:: Supplied entries ::

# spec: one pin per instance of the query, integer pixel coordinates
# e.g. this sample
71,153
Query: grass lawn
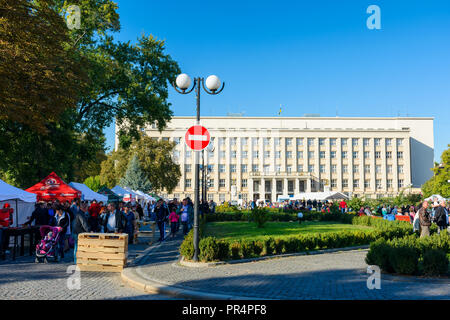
234,230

:::

**Required work**
Leave every picture out and output the records exactly.

**Solution**
# spec: one pin per instance of the query, integer pixel coordinates
# e.g. this sample
71,153
Query: grass lawn
234,230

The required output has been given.